**Document segment**
----------------------------------------
[Linux-cluster] clustat stuck

Fri Apr 1 20:42:34 UTC 2011

The pithy ruminations from frederic randriamora on Oct 29, 2010 4:30:03 pm entitled"RE: [Linux-cluster] clustat stuck" were:

==> Hi,
==> 
==> I have a 4 node cluster, with multipathed qdisk on a san. The nodes are
==> running redhat 5.4.

I've got a 3 node cluster, with multipathed qdisk on a SAN. The nodes are
running CentOS 5.5:

	Linux 2.6.18-194.32.1.el5 #1 SMP Wed Jan 5 17:52:25 EST 2011 x86_64 x86_64 x86_64 GNU/Linux

	lvm2-cluster-2.02.56-7.el5_5.4
	cman-2.0.115-34.el5_5.4
	rgmanager-2.0.52-6.el5.centos.8
	openais-0.80.6-16.el5_5.9

==> 
==> After a minor change made in cluster.conf on node3 properly propagated
==> by ccs_tool update, clustat is no longer correctly responding in the
==> other 3 nodes.

In my case, I failed a service from node3 ==> node2, but made no cluster
configuration changes.

==> node3 is neither nodeid 1 nor qdisk master.
==> 
==> clustat on node3 runs fine

Similar. On node2, clustat works fine.

==> 
==> clustat on the other nodes
==> 
==> either hangs with
==> connect(8, {sa_family=AF_FILE, path="/var/run/cluster/rgmanager.sk"...}, 110
==> from strace
==> 
==> 
==> or times out with
==> Timed out waiting for a response from Resource Group Manager
==> without displaying the still running services
==> 

Exactly the same behavior here.

==> cman_tool services et al. are just fine everywhere,
==> 

Agreed. The actual sevices are running on each node. The report from cman_tool
is correct, but querying the cluster with "clustat" or operations with
"cluscvadm" hang or timeout.

==> Although all the services are running fine, I cannot move/stop them
==> anymore with clusvcadm.
==> 
==> How to get out of that situation?

Is there any solution to this issue?

Thanks,

Mark
----------------------------------------
**Exercise tasks**
1. Answer these from the clustat thread:
(a) How many nodes does Mark's cluster have?
(b) Which cman package version is listed?
(c) What message does clustat show when it times out?
2. In the clustat thread, take the part that opens with the words containing "Agreed. The actual" and closes with "hang or timeout.", and rewrite it with "hang" renamed to "stall".
Answer only from the clustat thread above.
----------------------------------------
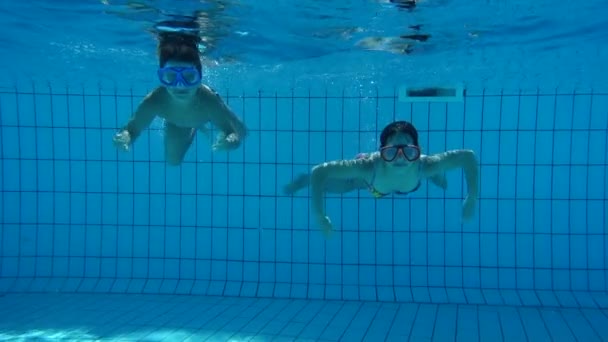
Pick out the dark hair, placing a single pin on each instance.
(179, 46)
(398, 127)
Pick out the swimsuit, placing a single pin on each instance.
(373, 190)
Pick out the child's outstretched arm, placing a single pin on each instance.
(340, 169)
(233, 130)
(140, 120)
(465, 159)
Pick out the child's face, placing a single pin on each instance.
(180, 78)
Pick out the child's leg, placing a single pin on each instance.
(331, 186)
(177, 142)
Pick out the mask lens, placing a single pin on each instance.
(167, 76)
(389, 153)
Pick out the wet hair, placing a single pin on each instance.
(179, 46)
(398, 127)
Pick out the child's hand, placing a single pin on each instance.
(468, 208)
(226, 142)
(122, 140)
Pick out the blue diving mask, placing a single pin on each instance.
(179, 76)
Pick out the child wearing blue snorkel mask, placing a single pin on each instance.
(398, 167)
(183, 102)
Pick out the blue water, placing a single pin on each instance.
(101, 245)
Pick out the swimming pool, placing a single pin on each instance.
(101, 245)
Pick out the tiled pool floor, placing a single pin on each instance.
(130, 317)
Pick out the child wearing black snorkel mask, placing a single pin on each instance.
(398, 167)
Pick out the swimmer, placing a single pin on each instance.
(398, 167)
(183, 102)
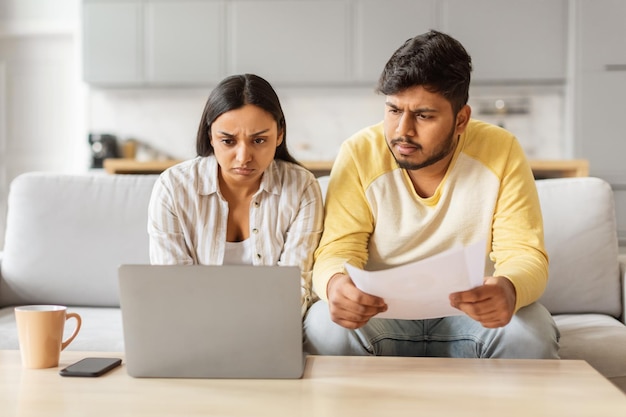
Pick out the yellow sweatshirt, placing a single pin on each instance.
(375, 220)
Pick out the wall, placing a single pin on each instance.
(41, 115)
(46, 111)
(318, 120)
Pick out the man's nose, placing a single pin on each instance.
(406, 125)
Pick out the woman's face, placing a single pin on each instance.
(245, 141)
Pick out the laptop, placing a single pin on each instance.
(200, 321)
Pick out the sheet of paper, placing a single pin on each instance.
(420, 290)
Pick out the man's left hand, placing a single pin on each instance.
(492, 304)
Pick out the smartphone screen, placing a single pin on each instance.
(91, 367)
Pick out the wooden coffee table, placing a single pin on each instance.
(331, 386)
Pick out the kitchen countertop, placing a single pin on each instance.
(541, 168)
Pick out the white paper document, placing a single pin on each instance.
(420, 290)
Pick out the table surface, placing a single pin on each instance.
(331, 386)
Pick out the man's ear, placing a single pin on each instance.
(463, 118)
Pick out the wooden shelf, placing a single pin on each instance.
(132, 166)
(560, 168)
(541, 168)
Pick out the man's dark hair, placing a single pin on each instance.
(433, 60)
(232, 93)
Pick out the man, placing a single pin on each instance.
(424, 180)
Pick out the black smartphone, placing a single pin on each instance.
(91, 367)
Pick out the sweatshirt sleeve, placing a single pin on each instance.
(517, 247)
(348, 223)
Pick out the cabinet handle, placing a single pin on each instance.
(615, 67)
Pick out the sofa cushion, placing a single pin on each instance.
(101, 329)
(598, 339)
(581, 241)
(67, 234)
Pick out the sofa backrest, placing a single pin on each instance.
(67, 234)
(581, 240)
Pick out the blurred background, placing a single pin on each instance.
(83, 81)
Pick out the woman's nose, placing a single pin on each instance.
(243, 154)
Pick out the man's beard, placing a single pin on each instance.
(446, 149)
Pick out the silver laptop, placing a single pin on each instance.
(211, 321)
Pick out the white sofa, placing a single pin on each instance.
(67, 234)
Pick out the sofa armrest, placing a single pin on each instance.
(622, 270)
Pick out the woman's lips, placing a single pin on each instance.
(243, 171)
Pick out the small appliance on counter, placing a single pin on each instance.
(102, 146)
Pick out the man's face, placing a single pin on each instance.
(421, 128)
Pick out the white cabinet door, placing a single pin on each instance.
(602, 35)
(511, 39)
(377, 38)
(291, 42)
(599, 123)
(184, 42)
(112, 43)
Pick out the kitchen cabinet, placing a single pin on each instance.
(112, 41)
(602, 35)
(312, 42)
(599, 81)
(166, 42)
(183, 42)
(511, 40)
(295, 42)
(375, 39)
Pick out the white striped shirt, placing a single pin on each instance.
(187, 218)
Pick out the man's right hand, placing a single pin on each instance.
(349, 306)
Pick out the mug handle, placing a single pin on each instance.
(78, 324)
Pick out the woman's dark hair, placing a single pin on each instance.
(232, 93)
(433, 60)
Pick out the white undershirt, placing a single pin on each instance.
(238, 253)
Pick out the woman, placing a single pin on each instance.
(244, 199)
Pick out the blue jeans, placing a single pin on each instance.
(531, 334)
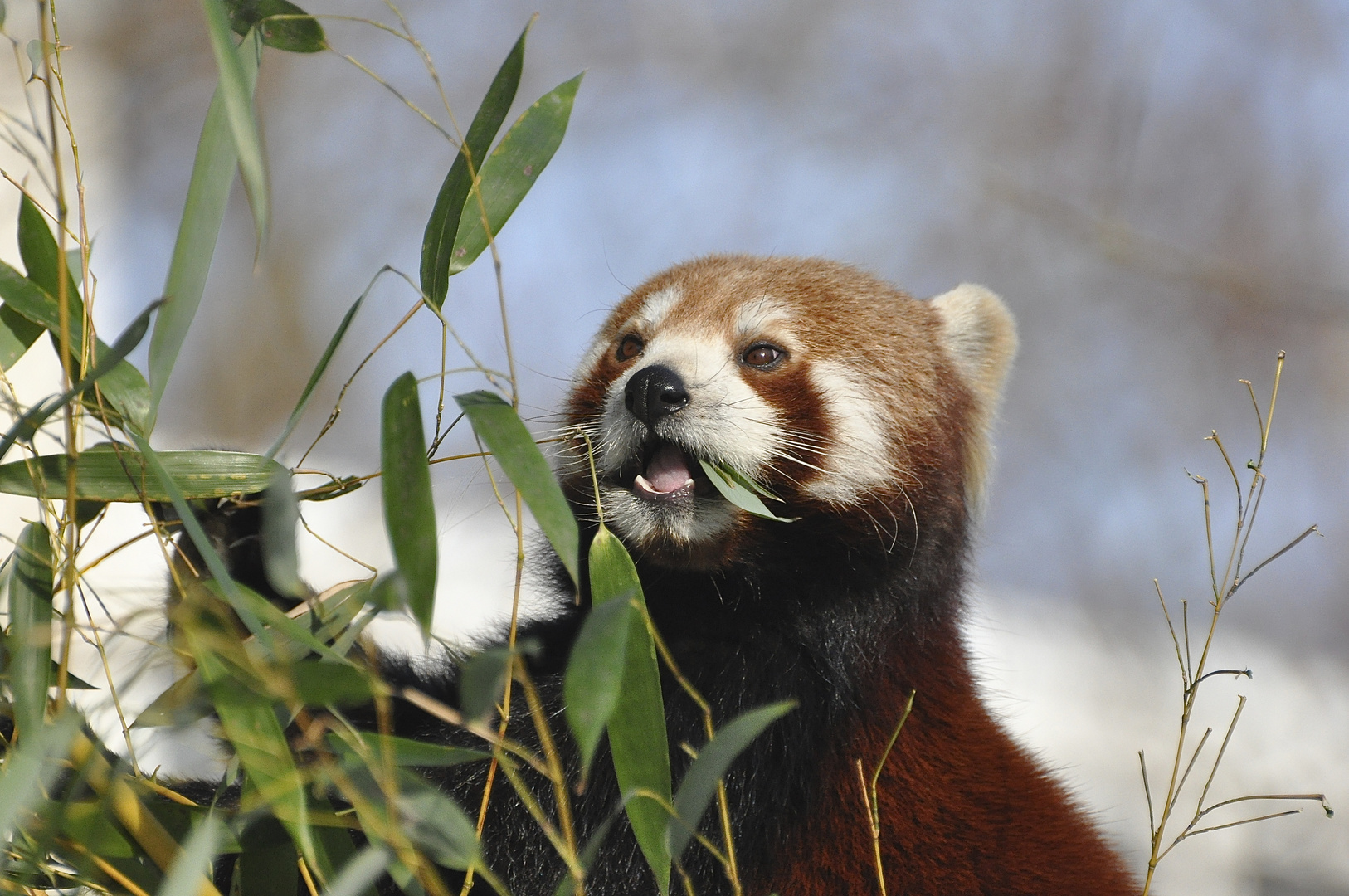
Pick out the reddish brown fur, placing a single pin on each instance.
(963, 810)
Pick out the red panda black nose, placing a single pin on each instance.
(653, 393)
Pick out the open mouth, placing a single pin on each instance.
(668, 473)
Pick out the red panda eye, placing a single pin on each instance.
(764, 357)
(629, 347)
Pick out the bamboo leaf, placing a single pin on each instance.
(420, 753)
(358, 876)
(443, 226)
(504, 435)
(41, 254)
(280, 517)
(204, 209)
(482, 682)
(320, 683)
(122, 475)
(235, 596)
(193, 864)
(123, 386)
(17, 334)
(269, 870)
(737, 489)
(181, 704)
(30, 633)
(436, 823)
(237, 88)
(409, 509)
(316, 375)
(250, 723)
(88, 822)
(595, 672)
(637, 737)
(512, 169)
(699, 784)
(32, 768)
(292, 36)
(26, 426)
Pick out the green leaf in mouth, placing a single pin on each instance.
(743, 491)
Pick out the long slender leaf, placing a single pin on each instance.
(41, 254)
(358, 878)
(236, 90)
(181, 704)
(123, 475)
(443, 226)
(482, 682)
(32, 767)
(269, 869)
(204, 209)
(409, 509)
(699, 784)
(258, 740)
(280, 517)
(123, 386)
(504, 435)
(320, 683)
(30, 635)
(317, 374)
(420, 753)
(595, 672)
(26, 426)
(510, 170)
(289, 34)
(737, 489)
(158, 471)
(183, 700)
(436, 823)
(193, 863)
(637, 734)
(17, 334)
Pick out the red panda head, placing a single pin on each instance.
(840, 396)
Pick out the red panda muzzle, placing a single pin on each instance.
(670, 475)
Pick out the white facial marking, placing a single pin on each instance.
(648, 318)
(858, 458)
(724, 422)
(762, 316)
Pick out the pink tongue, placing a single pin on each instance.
(667, 471)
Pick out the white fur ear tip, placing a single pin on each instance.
(980, 331)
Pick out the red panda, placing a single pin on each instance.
(868, 415)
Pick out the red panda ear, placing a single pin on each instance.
(980, 335)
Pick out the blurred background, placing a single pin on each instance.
(1159, 191)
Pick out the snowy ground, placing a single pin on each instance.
(1084, 698)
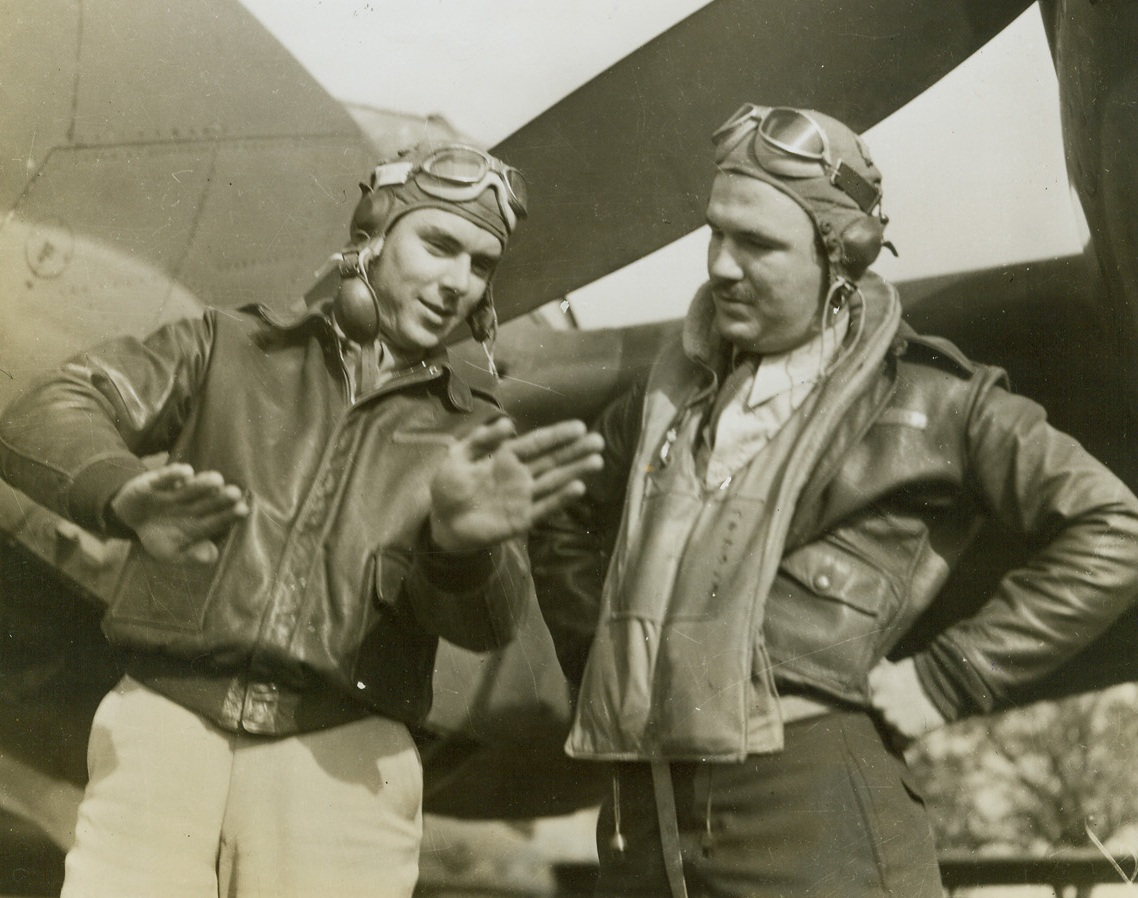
----------------------------------------
**Completed exercise**
1.
(a) Three
(b) cman-2.0.115-34.el5_5.4
(c) "Timed out waiting for a response from Resource Group Manager"

2.
Agreed. The actual sevices are running on each node. The report from cman_tool
is correct, but querying the cluster with "clustat" or operations with
"cluscvadm" stall or timeout.